» **GOAL**: Retype the passage on array memory access word for word, starting at the words "When I say array[4]" and stopping after "in physical/main memory.".
** Start SELECTION **
The point that does matter to software developers, instead, is that, although we see a flat address space and it normally maps over RAM, on modern machines it's false that accessing any element has the same cost. In facts, accessing elements that are in the same zone can be way cheaper than jumping around the address space, due to the fact that the processor has several onboard caches (=smaller but faster on-chip memories) that keep recently used data and memory that is in the same neighborhood; thus, if you have good data locality, continuous operations in memory won't keep hitting the ram (which have much longer latency than caches), and in the end your code will run way faster.
Also, under memory pressure, operating systems that provide virtual memory can decide to move rarely used pages of you address space to disk, and fetch them on demand if they are accessed (in response to a page fault); such operation is very costly, and, again, strongly deviates from the idea that accessing any virtual memory address is the same.
The calculation to get from the start of the array to any given element takes only two operations, a multiplication (times sizeof(element)) and addition. Both of those operations are constant time. Often with today's processors it can be done in essentially no time at all, as the processor is optimized for this kind of access.
When I say array[4] = 12 in a program, I'm really just storing the bit
representation of the memory address into a register. This physical
register in the hardware will turn on the corresponding electrical
signals according to the bit representation I fed it. Those electrical
signals will then somehow magically ( hopefully someone can explain
the magic ) access the right memory address in physical/main memory.
I am not quite sure what you are asking but I dont see any answers related to what is really going on in the magic of the hardware. Hopefully I understood enough to go through this long winded explanation (which is still very high level).
array[4] = 12;
So from comments it sounds like it is understood that you have to get the base address of array, and then multiply by the size of an array element (or shift if that optimization is possible) to get the address (from your programs perspective) of the memory location. Right of the bat we have a problem. Are these items already in registers or do we have to go get them? The base address for array may or may not be in a register depending on code that surrounds this line of code, in particular code that precedes it. That address might be on the stack or in some other location depending on where you declared it and how. And that may or may not matter as to how long it takes. An optimizing compiler may (often) go so far as to pre-compute the address of array[4] and place that somewhere so it can go into a register and the multiply never happens at runtime, so it is absolutely not true that the computation of array[4] for a random access is a fixed amount of time compared to other random accesses. Depending on the processor, some immediate patterns are one instruction others take more that also has a factor on whether this address is read from .text or stack or etc, etc...To not chicken and egg that problem to death, assume we have the address of array[4] computed.
This is a write operation, from the programmers perspective. Starting with a simple processor, no cache, no write buffer, no mmu, etc. Eventually the simple processor will put the address on the edge of the processor core, with a write strobe and data, each processors bus is different than other processor families, but it is roughly the same the address and data can come out in the same cycle or in separate cycles. The command type (read, write) can happen at the same time or different. but the command comes out. The edge of the processor core is connected to a memory controller that decodes that address. The result is a destination, is this a peripheral if so which one and on what bus, is this memory, if so on what memory bus and so on. Assume ram, assume this simple processor has sram not dram. Sram is more expensive and faster in an apples to apples comparison. The sram has an address and write/read strobes and other controls. Eventually you will have the transaction type, read/write, the address and the data. The sram however its geometry is will route and store the individual bits in their individual pairs/groups of transistors.
** End SELECTION **
** Start SUPPLIED DATA **
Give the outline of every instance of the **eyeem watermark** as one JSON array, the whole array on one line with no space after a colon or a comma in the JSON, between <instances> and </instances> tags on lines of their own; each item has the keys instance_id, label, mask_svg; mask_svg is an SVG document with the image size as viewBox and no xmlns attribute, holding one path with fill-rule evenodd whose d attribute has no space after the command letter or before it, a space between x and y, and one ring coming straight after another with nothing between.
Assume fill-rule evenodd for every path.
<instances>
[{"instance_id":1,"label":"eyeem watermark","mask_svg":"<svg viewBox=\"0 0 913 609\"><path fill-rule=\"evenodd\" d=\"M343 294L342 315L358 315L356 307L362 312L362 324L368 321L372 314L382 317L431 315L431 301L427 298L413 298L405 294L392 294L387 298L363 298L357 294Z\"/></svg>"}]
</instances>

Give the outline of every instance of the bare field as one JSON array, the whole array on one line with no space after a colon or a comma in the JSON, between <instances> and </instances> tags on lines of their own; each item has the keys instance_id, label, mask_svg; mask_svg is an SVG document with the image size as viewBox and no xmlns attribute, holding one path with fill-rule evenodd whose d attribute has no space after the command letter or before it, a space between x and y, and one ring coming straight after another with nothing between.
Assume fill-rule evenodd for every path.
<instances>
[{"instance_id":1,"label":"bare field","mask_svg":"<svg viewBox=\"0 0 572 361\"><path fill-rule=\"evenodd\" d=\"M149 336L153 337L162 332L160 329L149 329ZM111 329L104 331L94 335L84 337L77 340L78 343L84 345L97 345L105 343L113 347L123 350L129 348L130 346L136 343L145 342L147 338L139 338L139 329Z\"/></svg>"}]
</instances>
** End SUPPLIED DATA **
» **CORRECT RESPONSE**:
When I say array[4] = 12 in a program, I'm really just storing the bit
representation of the memory address into a register. This physical
register in the hardware will turn on the corresponding electrical
signals according to the bit representation I fed it. Those electrical
signals will then somehow magically ( hopefully someone can explain
the magic ) access the right memory address in physical/main memory.